··· Document extract
5. Advanced Language Features

What you have learned up until now, won't get you far if you intend to write anything but plain prose. This chapter introduces some of the more advanced language constructs, that let you spice up your documents with illustrations, tables, structured lists, program listings and mathematical formulas.

5.1. Using Lists

ecromedos knows three types of lists:

  • ordered lists,
  • unordered lists (a.k.a bullet lists),
  • and definition lists.

5.1.1. Bullet Lists and Ordered Lists

Bullet lists are set with the ul element and ordered lists with the ol element. List items are enclosed inside li tags. Both list types may be nested within each other up to four levels deep. Starting with ecromedos version 2, list items may contain arbitrary block elements. But please note that a block element inside a list must not bear a caption. The following listing shows an example of a nested list structure:

<ol>
    <li>
    <p>First paragraph in first list item</p>
    <p>Second paragraph in first list item</p>
    </li>
    <li>
        <p>Second list item</p>
        <ul>
            <li>
            <p>First subitem of second list item</p>
            </li>
            <li>
            <p>Second subitem of second list item</p>
            </li>
        </ul>
    </li>
    <li>
        <p>Third item in outer list</p>
        <ol type="i">
            <li>
            <p>Item one in ordered sublist</p>
            </li>
            <li>
            <p>Item two in ordered sublist</p>
            </li>
            <li>
            <p>Item three in ordered sublist</p>
            </li>
        </ol>
    </li>
</ol>

Ordered lists at different nesting levels will receive different enumeration marks, such as arabic numbers, latin letters, or roman numerals, to reflect their position in the list hierarchy. The type of enumeration mark at a given level is selected automatically, but may be overridden by setting the list's type attribute as follows:

<ol type="1"> for arabic numbers (1, 2, 3, ...)
······
**Request:**
Could you write what comes next in the ecromedos chapter on advanced language features, starting right after its last line?
··· Raw data
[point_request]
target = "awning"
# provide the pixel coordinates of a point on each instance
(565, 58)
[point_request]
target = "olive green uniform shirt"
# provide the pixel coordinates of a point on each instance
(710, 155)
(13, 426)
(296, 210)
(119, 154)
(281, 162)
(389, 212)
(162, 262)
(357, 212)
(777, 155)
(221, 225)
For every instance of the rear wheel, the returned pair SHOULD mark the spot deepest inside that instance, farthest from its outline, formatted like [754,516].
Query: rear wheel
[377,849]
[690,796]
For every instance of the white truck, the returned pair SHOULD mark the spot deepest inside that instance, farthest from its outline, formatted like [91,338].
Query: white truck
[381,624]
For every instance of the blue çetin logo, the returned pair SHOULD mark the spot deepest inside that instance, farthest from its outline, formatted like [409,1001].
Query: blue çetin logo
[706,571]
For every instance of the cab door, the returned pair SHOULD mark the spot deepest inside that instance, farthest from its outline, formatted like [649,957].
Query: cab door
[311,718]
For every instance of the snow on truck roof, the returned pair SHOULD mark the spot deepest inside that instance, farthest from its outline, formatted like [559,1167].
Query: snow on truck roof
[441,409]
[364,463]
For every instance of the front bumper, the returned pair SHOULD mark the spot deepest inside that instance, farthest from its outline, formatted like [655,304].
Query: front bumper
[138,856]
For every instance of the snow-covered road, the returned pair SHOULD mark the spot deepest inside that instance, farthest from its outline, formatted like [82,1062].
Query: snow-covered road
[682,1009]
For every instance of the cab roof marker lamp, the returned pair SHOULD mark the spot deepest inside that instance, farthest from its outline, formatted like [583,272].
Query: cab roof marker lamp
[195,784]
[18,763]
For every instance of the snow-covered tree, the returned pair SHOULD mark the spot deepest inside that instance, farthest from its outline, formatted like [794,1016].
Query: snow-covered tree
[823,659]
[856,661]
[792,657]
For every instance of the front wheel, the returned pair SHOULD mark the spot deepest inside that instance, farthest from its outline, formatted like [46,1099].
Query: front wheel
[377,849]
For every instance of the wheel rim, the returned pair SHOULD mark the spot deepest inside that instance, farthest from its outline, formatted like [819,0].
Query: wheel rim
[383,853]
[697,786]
······
**The output:**
<ol type="i"> for roman numerals in lowercase (i, ii, iii, iv, ...)
<ol type="I"> for roman numerals in uppercase (I, II, III, IV, ...)
<ol type="a"> for latin letters in lowercase (a, b, c, ...)
<ol type="A"> for latin letters in uppercase (A, B, C, ...)

5.1.2. Definition Lists

Definition lists are set with the dl element. An item in a definition list has two components: a term or expression to be defined and its respective definition. Take a look at the following example:

<dl>
    <dt>ecromedos</dt>
        <dd>
            A document publication system that allows generating
            different target formats from one document source.
        </dd>
    <dt>ECML</dt>
        <dd>
            The ecromedos Markup Language is an XML based markup
            language for describing the logical structure of
            standard text documents.
        </dd>
</dl>

While the dt element may contain only simple text and text-formatting elements, the dd element may contain arbitrary sequences of block elements.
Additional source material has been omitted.